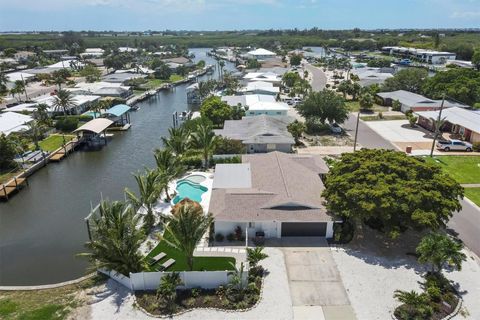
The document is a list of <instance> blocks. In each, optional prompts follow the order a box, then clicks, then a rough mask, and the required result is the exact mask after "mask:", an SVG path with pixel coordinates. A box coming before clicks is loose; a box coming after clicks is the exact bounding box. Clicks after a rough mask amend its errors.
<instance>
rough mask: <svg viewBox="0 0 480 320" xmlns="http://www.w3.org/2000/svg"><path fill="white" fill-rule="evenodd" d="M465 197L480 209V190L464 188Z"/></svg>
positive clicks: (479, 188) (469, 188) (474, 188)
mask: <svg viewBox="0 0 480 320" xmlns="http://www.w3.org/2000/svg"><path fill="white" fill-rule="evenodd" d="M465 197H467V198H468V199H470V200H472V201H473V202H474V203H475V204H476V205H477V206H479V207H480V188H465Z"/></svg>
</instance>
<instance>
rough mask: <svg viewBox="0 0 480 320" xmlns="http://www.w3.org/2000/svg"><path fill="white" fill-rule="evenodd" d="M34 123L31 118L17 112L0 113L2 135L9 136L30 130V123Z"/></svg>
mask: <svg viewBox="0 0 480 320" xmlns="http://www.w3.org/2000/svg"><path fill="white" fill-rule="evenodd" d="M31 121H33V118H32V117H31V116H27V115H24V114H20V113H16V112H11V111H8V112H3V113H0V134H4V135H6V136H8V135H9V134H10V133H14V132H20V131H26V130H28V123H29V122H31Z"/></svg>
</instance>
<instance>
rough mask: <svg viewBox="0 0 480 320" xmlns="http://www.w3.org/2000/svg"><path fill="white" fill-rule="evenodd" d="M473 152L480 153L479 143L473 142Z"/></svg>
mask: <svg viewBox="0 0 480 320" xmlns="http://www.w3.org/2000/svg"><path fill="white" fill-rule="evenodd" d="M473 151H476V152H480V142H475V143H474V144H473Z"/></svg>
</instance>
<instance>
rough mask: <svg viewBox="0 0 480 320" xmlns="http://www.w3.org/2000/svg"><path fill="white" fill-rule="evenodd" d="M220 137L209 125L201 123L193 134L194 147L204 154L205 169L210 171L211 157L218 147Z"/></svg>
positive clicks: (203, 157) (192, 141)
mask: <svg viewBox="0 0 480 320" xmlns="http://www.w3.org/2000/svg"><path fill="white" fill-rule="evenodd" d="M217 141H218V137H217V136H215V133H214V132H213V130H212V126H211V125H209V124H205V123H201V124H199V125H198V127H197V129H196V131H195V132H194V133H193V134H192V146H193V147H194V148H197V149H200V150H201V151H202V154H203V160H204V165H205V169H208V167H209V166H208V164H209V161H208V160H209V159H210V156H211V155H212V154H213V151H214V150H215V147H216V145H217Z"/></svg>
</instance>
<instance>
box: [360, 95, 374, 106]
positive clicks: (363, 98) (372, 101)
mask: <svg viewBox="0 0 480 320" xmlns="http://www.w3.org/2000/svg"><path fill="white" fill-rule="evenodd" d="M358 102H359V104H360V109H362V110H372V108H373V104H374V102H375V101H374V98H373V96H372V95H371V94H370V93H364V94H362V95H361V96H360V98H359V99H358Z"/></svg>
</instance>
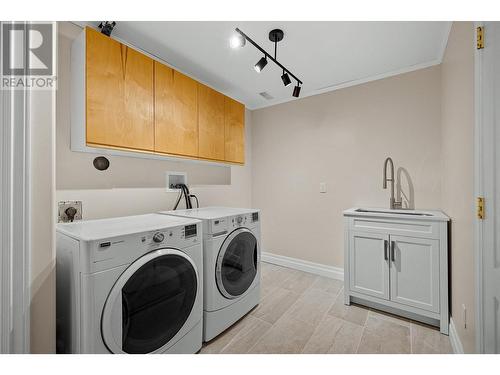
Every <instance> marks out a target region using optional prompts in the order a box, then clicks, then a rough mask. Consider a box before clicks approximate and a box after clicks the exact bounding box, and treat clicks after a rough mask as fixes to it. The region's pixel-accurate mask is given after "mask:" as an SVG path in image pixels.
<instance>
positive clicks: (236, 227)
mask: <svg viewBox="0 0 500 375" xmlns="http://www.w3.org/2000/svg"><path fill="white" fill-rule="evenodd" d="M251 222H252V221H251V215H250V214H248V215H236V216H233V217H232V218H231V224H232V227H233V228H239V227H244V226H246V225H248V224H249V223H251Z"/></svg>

━━━━━━━━━━━━━━━━━━━━━━━━━━━━━━

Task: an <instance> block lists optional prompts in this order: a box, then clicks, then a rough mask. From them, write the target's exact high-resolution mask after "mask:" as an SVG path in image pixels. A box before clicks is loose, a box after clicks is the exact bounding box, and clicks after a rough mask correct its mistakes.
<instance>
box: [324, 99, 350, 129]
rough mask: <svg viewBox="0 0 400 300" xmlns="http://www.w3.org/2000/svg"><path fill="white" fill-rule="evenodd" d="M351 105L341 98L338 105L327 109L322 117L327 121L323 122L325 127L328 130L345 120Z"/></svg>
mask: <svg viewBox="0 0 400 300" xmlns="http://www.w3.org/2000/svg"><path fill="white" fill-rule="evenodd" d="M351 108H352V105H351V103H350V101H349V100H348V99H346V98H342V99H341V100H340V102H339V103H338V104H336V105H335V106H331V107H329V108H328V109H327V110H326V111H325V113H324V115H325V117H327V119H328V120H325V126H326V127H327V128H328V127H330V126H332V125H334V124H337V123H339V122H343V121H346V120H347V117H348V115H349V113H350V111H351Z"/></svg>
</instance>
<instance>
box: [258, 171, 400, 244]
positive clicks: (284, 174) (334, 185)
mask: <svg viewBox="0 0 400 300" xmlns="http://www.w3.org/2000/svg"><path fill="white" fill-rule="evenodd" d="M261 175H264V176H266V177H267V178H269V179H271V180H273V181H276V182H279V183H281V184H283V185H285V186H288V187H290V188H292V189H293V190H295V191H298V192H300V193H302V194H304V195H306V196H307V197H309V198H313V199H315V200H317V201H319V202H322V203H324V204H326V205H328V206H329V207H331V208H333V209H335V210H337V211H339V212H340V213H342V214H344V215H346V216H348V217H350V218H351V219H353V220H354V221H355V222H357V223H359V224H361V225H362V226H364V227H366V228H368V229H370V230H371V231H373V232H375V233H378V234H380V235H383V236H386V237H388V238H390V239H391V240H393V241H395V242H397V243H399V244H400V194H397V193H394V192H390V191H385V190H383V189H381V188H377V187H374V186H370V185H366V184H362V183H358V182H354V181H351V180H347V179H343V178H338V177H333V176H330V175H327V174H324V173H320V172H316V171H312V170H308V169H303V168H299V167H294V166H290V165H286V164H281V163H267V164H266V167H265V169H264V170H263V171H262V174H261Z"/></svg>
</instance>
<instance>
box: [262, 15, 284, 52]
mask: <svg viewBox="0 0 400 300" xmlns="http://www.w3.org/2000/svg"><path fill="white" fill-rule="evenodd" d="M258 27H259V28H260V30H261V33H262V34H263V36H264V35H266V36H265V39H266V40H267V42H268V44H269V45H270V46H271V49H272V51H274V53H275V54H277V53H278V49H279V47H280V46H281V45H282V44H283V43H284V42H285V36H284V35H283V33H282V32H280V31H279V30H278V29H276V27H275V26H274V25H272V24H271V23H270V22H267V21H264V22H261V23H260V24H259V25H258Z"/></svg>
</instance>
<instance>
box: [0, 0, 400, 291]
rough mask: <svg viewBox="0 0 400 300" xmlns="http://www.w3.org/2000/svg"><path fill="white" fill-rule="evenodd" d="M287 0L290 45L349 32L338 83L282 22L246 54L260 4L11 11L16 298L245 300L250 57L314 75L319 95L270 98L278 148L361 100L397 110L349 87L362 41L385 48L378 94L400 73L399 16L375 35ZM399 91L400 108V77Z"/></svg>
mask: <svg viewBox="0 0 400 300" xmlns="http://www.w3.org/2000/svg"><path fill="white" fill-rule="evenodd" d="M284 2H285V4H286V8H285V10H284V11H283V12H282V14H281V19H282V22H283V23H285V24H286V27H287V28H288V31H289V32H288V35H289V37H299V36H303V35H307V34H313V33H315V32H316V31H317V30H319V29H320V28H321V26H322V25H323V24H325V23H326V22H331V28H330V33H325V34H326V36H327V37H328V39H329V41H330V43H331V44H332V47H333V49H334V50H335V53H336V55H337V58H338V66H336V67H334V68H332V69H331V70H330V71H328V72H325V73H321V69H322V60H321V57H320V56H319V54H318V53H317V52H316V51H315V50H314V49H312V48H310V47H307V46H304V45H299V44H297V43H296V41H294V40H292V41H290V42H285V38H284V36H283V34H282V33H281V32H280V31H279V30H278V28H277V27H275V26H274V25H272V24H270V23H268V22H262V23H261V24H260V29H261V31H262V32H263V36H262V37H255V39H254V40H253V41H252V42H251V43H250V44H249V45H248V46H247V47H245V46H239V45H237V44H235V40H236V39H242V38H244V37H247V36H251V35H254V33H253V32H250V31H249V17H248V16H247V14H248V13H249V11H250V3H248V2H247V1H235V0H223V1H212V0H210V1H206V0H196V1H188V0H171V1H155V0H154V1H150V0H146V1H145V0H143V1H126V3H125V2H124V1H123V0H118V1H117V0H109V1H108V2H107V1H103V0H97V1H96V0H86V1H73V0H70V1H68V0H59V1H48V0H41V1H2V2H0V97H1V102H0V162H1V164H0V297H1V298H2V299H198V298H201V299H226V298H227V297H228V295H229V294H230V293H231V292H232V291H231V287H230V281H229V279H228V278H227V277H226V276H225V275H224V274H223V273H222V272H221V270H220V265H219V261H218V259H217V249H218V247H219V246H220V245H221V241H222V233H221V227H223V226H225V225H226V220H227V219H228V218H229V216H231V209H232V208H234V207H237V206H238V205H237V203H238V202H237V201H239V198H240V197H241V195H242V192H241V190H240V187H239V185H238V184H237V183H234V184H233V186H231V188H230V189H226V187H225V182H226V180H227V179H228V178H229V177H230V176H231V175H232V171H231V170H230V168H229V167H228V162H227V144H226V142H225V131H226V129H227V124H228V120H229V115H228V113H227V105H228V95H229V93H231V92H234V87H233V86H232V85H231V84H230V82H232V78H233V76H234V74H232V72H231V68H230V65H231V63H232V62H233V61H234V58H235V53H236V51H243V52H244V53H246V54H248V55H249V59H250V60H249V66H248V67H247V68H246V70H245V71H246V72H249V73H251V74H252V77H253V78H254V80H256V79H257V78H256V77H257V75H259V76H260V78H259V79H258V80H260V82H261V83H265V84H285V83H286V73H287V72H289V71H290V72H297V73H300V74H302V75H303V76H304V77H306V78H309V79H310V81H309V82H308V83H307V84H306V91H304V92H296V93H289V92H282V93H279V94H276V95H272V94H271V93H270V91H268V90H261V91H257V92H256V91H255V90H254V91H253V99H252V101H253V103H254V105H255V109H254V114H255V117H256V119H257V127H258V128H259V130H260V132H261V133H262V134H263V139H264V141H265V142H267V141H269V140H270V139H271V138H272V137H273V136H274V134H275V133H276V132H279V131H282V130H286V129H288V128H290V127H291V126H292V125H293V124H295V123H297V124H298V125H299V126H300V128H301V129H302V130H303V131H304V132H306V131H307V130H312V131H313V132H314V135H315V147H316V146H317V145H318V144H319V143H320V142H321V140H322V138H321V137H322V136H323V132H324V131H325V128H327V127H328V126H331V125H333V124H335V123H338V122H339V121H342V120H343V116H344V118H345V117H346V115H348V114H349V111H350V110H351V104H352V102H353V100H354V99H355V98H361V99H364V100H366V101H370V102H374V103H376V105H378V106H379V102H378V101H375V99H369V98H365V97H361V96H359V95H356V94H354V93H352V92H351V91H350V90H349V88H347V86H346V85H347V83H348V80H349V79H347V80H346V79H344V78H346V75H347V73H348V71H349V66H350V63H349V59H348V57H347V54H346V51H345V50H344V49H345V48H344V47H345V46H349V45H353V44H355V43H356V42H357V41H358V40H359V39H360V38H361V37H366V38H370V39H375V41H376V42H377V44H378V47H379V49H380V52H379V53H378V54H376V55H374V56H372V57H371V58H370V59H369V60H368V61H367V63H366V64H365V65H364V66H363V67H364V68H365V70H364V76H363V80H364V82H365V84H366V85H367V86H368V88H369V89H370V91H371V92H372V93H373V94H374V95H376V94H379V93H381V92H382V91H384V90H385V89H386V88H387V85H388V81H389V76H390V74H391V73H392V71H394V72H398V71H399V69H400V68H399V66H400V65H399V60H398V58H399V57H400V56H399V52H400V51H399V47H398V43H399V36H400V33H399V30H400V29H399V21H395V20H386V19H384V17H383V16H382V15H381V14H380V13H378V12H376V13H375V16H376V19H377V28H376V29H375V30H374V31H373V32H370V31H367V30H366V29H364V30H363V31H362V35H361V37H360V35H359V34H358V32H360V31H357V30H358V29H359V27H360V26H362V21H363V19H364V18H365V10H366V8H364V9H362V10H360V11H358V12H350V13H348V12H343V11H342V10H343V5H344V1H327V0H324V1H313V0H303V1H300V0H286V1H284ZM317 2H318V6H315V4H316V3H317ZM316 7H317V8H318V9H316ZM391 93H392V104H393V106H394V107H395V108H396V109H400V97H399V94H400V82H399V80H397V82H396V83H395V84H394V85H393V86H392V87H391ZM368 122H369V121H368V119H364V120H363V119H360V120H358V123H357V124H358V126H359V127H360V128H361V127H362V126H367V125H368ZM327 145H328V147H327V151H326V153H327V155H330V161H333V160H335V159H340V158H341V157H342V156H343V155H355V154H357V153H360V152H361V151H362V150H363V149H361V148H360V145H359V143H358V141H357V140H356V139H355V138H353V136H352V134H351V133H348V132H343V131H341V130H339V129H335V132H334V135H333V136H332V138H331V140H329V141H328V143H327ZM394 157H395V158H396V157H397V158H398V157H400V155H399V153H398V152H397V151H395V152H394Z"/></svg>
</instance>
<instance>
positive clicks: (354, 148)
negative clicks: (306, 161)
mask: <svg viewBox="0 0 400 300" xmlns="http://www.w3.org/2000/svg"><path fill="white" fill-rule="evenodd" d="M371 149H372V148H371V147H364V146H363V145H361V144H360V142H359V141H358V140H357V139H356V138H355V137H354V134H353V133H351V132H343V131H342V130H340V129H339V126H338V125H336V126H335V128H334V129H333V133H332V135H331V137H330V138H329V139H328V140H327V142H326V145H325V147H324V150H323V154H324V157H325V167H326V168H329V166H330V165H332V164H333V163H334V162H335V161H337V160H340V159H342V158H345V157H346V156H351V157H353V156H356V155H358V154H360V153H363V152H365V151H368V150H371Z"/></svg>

━━━━━━━━━━━━━━━━━━━━━━━━━━━━━━

Directions for this task
What lines above contain the word "pixels"? Please copy each one.

Written answer
Every <instance> marks out a target region using optional prompts in the order a box, then clicks, then a rough mask. Consider a box before clicks approximate and a box after clicks the exact bounding box, and treat clicks after a rough mask as fixes to it. The region's pixel-accurate mask is given after "mask:" as an SVG path in image pixels.
Task: an <instance> block lists optional prompts in this order: a box, then clicks, then a rough mask. From them, write the target's exact high-resolution mask after "mask:" as an SVG path in image pixels. A box before clicks is loose, a box after clicks is the exact bounding box, and clicks after a rough mask correct its mistakes.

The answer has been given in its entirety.